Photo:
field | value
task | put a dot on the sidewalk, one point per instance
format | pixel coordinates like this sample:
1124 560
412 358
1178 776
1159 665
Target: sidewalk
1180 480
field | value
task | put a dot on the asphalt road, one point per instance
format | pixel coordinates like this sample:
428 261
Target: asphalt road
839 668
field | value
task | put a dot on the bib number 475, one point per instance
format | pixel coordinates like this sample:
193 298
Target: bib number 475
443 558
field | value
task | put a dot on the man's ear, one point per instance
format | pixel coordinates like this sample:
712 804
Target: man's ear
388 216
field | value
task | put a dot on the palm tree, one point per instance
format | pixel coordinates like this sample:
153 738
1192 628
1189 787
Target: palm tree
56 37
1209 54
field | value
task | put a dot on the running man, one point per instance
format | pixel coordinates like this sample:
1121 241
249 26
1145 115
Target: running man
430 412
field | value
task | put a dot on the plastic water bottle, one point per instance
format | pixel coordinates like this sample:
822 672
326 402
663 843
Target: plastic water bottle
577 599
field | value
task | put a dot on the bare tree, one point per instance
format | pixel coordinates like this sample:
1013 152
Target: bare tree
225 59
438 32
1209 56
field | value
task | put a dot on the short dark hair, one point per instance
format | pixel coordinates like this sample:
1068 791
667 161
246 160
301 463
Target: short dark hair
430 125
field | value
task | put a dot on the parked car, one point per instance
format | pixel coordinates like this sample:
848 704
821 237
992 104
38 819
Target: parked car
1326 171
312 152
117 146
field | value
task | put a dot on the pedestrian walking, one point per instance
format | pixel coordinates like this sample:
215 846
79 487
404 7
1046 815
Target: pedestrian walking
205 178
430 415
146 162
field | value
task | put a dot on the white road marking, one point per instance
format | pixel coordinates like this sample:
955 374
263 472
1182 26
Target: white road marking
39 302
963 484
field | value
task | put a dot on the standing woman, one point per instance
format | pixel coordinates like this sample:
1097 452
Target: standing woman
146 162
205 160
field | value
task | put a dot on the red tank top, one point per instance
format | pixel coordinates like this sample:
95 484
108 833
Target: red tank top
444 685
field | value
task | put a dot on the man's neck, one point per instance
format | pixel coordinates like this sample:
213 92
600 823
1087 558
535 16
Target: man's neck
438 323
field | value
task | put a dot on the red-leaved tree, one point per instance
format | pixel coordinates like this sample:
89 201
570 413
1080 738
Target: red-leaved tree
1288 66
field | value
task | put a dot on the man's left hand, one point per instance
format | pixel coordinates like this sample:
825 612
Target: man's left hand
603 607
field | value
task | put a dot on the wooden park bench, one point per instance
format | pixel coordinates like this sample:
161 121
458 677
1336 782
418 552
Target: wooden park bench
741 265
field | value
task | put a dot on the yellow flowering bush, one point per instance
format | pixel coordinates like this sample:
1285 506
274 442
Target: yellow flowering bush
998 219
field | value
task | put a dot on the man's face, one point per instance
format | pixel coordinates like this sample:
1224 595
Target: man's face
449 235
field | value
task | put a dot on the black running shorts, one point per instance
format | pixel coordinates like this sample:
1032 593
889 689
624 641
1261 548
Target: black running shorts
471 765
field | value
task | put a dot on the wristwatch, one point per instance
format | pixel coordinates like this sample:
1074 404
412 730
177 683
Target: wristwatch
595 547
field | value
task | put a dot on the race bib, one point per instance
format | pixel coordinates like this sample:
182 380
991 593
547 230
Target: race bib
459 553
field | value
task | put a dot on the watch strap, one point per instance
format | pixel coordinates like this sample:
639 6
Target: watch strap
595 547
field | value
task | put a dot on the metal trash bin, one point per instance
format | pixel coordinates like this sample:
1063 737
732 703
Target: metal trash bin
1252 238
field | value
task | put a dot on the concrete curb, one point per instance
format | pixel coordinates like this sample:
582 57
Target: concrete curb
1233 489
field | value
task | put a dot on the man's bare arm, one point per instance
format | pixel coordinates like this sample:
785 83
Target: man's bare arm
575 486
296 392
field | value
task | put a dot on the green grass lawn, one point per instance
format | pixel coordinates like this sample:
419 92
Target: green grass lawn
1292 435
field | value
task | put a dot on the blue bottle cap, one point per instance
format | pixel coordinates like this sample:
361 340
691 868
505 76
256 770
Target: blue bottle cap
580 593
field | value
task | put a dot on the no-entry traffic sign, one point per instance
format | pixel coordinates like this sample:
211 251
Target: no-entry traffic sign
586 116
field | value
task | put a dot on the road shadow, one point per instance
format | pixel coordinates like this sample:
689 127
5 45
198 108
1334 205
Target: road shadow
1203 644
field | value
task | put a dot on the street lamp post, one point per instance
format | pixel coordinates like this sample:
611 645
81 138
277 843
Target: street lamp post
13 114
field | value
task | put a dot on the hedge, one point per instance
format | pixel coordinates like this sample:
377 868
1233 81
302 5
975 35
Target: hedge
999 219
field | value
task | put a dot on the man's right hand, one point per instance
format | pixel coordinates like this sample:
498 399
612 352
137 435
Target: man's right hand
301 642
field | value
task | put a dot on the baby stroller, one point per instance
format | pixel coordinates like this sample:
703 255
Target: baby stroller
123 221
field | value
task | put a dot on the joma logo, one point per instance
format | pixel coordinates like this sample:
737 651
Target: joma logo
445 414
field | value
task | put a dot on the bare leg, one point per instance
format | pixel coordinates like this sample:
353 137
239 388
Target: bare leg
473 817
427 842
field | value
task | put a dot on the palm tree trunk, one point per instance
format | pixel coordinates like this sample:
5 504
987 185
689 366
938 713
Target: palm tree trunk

—————

▶ **Aim of the exercise**: Return the records exactly, every line included.

▶ **Answer box**:
Photo:
field | value
task | put a dot on the sidewalk, one point per instance
format | pixel coordinates like this sample:
1124 560
412 358
1178 776
1159 665
Target: sidewalk
1180 480
field | value
task | put a dot on the asphalt road, one point per instance
format | pixel coordinates like this sample:
428 261
Target: asphalt road
839 668
field | value
task | put a dot on the bib number 475, one point per instance
format | pixel coordinates like this sample:
193 298
Target: bib number 475
443 558
field | value
task | put a dot on the man's ear, one point per instance
format | pixel coordinates like this sample:
712 804
Target: man's ear
388 216
field | value
task | put a dot on the palm tree, one point per instance
format | pixel coordinates like this sample:
153 738
1192 628
1189 787
Target: palm tree
56 37
1209 54
field | value
task | put a dot on the running man, one point per instance
format | pixel coordinates like this sample:
1121 241
249 26
1145 115
Target: running man
430 412
field | value
task | put a dot on the plastic water bottle, one point per instance
format | pixel coordinates like this sample:
822 672
326 402
663 843
Target: plastic water bottle
577 599
field | value
task | put a dot on the bare tree, one point per instance
format | pixel coordinates like this sample:
1013 152
Target: bare tree
225 59
438 32
1209 56
field | value
task | put a dot on the short dark hair, one point per instance
format | pixel coordinates like this sample:
1068 791
667 161
246 160
301 463
Target: short dark hair
430 125
field | value
task | put a dot on the parked car, one point per instance
format | pixel coordinates like this sample:
848 704
821 237
992 104
38 819
Target: parked car
1326 171
312 152
117 146
field | value
task | put a dot on the pedestrian walking, one point per instance
format | pixel coordinates like this sample:
215 846
79 487
404 7
1046 815
Target: pedestrian walking
205 178
430 415
146 162
field | value
task | put a dot on the white road marking, one point per instance
format | pixel coordinates like this sample:
955 374
263 472
1182 26
Target: white road marking
39 302
963 484
field | value
task | put a dot on the standing woman, one point per instance
format | pixel coordinates like this sample:
1097 452
Target: standing woman
146 162
205 160
field | value
task | put a dot on the red tank top, one point per instance
format | pixel coordinates like this sample:
95 484
108 833
Target: red tank top
444 685
field | value
task | put a dot on the man's neck, one point per instance
format | pixel coordinates like this sample:
213 92
600 823
1087 558
535 16
Target: man's neck
438 323
field | value
task | put a dot on the red-leaved tree, one point per instance
format | pixel coordinates like this sample:
89 201
570 413
1080 738
Target: red-leaved tree
1288 66
field | value
task | put a dot on the man's left hand, one point per instance
format | pixel coordinates like this sample:
825 612
Target: man's left hand
603 607
field | value
task | put a dot on the wooden park bench, one point per instance
format | pixel coordinates like this sample:
161 121
458 677
1336 782
418 552
Target: wooden park bench
741 265
field | value
task | put a dot on the yellow flowering bush, one point per instance
format | pixel coordinates like this sample:
1285 506
274 442
Target: yellow flowering bush
998 219
field | value
task | put a dot on the man's face, one point per instance
format | pixel coordinates like this sample:
1224 595
Target: man's face
449 235
field | value
task | put a dot on the black running shorts, one point per instance
format | pixel coordinates like this sample:
1032 593
889 689
624 641
1261 548
Target: black running shorts
471 765
field | value
task | put a dot on the wristwatch, one point per instance
format | pixel coordinates like this sample:
1074 404
412 730
177 683
Target: wristwatch
595 547
field | value
task | put a dot on the race bib, one point per instance
format | pixel coordinates like this sample:
182 380
991 593
547 230
Target: race bib
459 553
field | value
task | put a dot on the watch strap, one point per instance
format | pixel coordinates like this sample:
639 6
Target: watch strap
595 547
field | value
task | put a dot on the metal trash bin, one point per instance
format | pixel coordinates like this sample:
1063 737
732 703
Target: metal trash bin
1252 238
field | value
task | put a dot on the concrete curb, one point per instance
format | pixel coordinates like this sample:
582 57
Target: concrete curb
1233 489
field | value
task | put a dot on the man's bare arm, one point per instance
format | pixel coordinates like this sample:
785 83
Target: man's bare arm
575 486
296 392
field | value
task | put a dot on the green grass lawn, one point per instance
format | pixel coordinates like this sample:
419 92
Target: green grass lawn
1292 435
field | value
task | put a dot on the blue bottle cap, one point per instance
format | pixel coordinates like this sample:
361 340
691 868
505 76
256 770
Target: blue bottle cap
580 593
field | value
task | put a dot on the no-entry traffic sign, one point per instance
format | pixel coordinates like this sample:
211 251
Target: no-entry traffic sign
586 116
field | value
task | put a dot on the road shadow, one point per instance
format | pixel coordinates like this sample:
689 127
5 45
198 108
1334 205
Target: road shadow
1203 644
field | value
task | put a dot on the street lamp post, one point per instance
format | pixel coordinates like this sample:
611 645
81 138
277 843
Target: street lamp post
13 114
field | value
task | put a dot on the hedge, one point per instance
format | pixel coordinates like this sample:
377 868
1233 81
302 5
975 35
Target: hedge
999 219
field | value
task | put a dot on the man's right hand, one point per instance
format | pixel coordinates like this sample:
498 399
612 352
137 435
Target: man's right hand
301 642
field | value
task | put a dot on the baby stroller, one point per instance
format | pixel coordinates like this sample:
703 255
Target: baby stroller
123 221
field | value
task | put a dot on the joma logo, one point per instance
format | pixel coordinates like this sample:
737 651
Target: joma logo
445 414
field | value
task | put a dot on the bare leg, one point per instance
format | pixel coordinates like this sample:
353 137
239 388
Target: bare leg
473 817
427 842
field | value
task | put a dot on the palm tree trunk, one point per instance
format | pixel coordinates like this sample:
5 504
987 185
689 366
938 713
Target: palm tree trunk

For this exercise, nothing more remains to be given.